Reproduce the stretch of the listing below from the line containing "taillight shown in the photo above." through the end of the listing, character for character, with both ends included. Omit the pictures.

§ §

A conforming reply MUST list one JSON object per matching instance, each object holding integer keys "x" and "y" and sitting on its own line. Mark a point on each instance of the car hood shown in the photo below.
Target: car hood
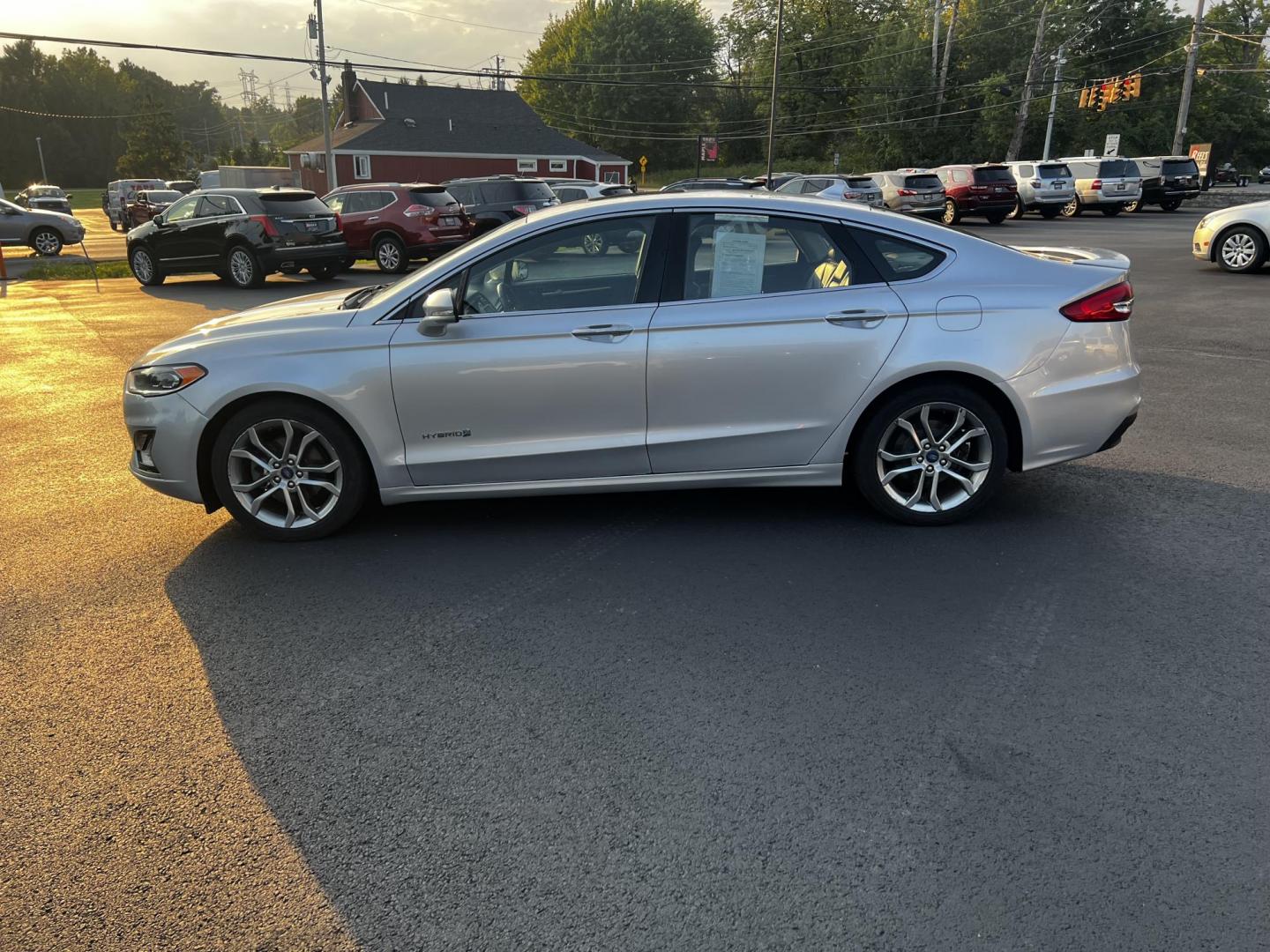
{"x": 294, "y": 315}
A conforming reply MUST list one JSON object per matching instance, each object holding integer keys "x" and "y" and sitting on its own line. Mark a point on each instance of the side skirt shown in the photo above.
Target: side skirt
{"x": 817, "y": 475}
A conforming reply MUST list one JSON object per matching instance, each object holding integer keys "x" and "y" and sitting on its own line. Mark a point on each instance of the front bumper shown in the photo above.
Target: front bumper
{"x": 176, "y": 428}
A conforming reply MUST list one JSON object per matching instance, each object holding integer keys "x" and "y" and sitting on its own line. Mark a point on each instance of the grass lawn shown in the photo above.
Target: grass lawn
{"x": 75, "y": 271}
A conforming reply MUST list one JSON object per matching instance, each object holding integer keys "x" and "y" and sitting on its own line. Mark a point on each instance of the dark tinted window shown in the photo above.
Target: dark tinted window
{"x": 897, "y": 258}
{"x": 294, "y": 204}
{"x": 997, "y": 175}
{"x": 1117, "y": 167}
{"x": 517, "y": 190}
{"x": 432, "y": 197}
{"x": 923, "y": 182}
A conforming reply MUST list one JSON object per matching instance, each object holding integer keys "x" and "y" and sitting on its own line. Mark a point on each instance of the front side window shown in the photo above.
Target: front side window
{"x": 733, "y": 254}
{"x": 592, "y": 264}
{"x": 183, "y": 210}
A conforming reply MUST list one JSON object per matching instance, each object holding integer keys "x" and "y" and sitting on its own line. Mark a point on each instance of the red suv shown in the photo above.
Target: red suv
{"x": 990, "y": 190}
{"x": 397, "y": 224}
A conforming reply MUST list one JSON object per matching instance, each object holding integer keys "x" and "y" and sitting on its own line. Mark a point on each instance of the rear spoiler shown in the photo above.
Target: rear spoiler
{"x": 1096, "y": 257}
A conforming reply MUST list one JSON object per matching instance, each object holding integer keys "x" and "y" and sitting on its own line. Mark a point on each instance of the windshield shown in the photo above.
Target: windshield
{"x": 432, "y": 197}
{"x": 1180, "y": 167}
{"x": 927, "y": 181}
{"x": 995, "y": 175}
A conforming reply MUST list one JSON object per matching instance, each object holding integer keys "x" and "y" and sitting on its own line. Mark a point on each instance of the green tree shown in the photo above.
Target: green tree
{"x": 671, "y": 42}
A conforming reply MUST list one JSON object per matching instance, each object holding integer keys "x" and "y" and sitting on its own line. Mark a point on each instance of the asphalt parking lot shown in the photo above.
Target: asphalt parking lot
{"x": 649, "y": 721}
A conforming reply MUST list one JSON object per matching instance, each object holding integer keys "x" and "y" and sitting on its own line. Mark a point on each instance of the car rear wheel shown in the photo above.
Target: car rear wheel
{"x": 390, "y": 256}
{"x": 288, "y": 470}
{"x": 145, "y": 268}
{"x": 46, "y": 242}
{"x": 243, "y": 268}
{"x": 931, "y": 456}
{"x": 1241, "y": 250}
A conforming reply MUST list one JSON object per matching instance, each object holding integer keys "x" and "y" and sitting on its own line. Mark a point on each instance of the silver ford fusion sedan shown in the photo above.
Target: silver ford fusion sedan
{"x": 723, "y": 339}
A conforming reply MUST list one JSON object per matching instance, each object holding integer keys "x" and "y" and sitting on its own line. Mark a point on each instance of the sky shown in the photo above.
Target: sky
{"x": 277, "y": 26}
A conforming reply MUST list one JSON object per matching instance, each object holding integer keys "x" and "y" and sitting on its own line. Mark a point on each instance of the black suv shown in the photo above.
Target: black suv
{"x": 496, "y": 199}
{"x": 242, "y": 235}
{"x": 1166, "y": 181}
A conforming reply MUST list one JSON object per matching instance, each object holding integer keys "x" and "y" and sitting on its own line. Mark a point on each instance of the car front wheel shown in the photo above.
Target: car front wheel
{"x": 48, "y": 242}
{"x": 144, "y": 268}
{"x": 931, "y": 456}
{"x": 288, "y": 470}
{"x": 1241, "y": 250}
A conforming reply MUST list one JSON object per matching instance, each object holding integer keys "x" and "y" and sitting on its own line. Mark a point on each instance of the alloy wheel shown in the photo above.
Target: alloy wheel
{"x": 242, "y": 267}
{"x": 285, "y": 473}
{"x": 934, "y": 457}
{"x": 1238, "y": 250}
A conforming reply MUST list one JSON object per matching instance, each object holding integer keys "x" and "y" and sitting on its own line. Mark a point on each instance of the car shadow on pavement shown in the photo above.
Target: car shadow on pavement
{"x": 750, "y": 718}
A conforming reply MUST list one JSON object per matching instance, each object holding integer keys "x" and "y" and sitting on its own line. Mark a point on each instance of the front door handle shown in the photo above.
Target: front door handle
{"x": 863, "y": 319}
{"x": 603, "y": 333}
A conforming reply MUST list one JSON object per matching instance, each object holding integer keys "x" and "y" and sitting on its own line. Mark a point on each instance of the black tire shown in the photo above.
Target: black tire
{"x": 354, "y": 472}
{"x": 145, "y": 268}
{"x": 46, "y": 242}
{"x": 1249, "y": 242}
{"x": 877, "y": 430}
{"x": 390, "y": 256}
{"x": 244, "y": 268}
{"x": 324, "y": 271}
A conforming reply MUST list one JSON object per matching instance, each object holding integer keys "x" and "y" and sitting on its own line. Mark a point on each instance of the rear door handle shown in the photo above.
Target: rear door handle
{"x": 865, "y": 320}
{"x": 603, "y": 333}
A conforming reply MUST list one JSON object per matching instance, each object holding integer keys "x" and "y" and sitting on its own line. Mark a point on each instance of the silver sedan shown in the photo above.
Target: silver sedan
{"x": 723, "y": 339}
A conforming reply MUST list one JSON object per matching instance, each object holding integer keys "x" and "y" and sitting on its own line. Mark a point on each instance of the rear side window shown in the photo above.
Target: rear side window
{"x": 923, "y": 182}
{"x": 898, "y": 259}
{"x": 432, "y": 197}
{"x": 998, "y": 175}
{"x": 294, "y": 204}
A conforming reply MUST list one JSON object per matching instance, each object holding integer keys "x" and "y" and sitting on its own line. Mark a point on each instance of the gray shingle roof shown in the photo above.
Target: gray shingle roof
{"x": 484, "y": 122}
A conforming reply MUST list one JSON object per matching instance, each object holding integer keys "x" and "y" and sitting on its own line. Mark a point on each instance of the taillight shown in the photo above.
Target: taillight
{"x": 1113, "y": 303}
{"x": 267, "y": 224}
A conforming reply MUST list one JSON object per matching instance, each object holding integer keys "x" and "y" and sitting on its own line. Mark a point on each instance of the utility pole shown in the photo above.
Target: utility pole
{"x": 776, "y": 72}
{"x": 332, "y": 178}
{"x": 944, "y": 70}
{"x": 1053, "y": 100}
{"x": 1188, "y": 80}
{"x": 1016, "y": 140}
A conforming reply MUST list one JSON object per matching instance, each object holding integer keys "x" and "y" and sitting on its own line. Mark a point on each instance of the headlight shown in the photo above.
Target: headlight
{"x": 156, "y": 381}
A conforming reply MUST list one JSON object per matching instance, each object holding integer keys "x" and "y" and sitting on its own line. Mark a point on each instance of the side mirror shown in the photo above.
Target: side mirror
{"x": 438, "y": 312}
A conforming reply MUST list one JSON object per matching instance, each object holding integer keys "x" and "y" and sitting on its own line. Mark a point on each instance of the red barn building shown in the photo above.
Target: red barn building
{"x": 397, "y": 132}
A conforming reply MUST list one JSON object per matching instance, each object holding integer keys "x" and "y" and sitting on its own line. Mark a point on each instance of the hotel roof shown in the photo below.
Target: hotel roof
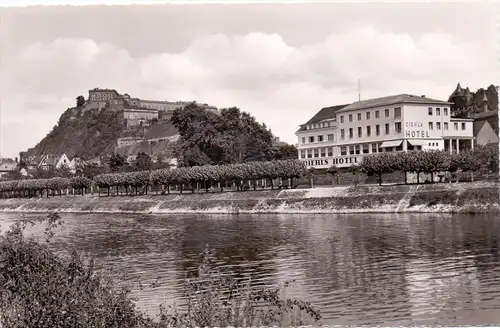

§ §

### The completed task
A conforming reply MUST list one JSON object per matching instance, each object holding integer keys "x" and "y" and sitting on its own line. Mark a point on each instance of the taillight shown in the photo above.
Target: taillight
{"x": 1113, "y": 303}
{"x": 267, "y": 224}
A conforming reply MUST list one JSON object per matching instance, each object holding integer keys "x" and "y" and sitting on its own line. Mark a point on each instance of the utility pole shown in the photo above.
Target: utility pole
{"x": 776, "y": 72}
{"x": 332, "y": 178}
{"x": 944, "y": 70}
{"x": 1053, "y": 100}
{"x": 1188, "y": 80}
{"x": 1016, "y": 140}
A conforming reply MUST list one JSON object per matching instance, each object holding integer keys "x" and "y" and sitting on its own line. Mark a point on each instance of the headlight shown in the photo above.
Target: headlight
{"x": 156, "y": 381}
A conforming reply MUST list one JSON object per matching instance, each object holding integer keys "x" and "y" and sitting on its own line. Mark a point on each instance of the side mirror shown in the photo above.
Target: side mirror
{"x": 438, "y": 312}
A conforming reply MUST list one JSON object per matching instance, each object holding integer keys "x" and "y" and sitting on its own line. Mark a point on each instance of the red barn building shown in the photo above.
Target: red barn building
{"x": 397, "y": 132}
A conforming reply MUST list one JSON object per matching instance, each object holding integer keys "x" and "y" and sitting on its own line. Mark a point on each instance of the hotel roof shown in the photo below.
Target: hotel roof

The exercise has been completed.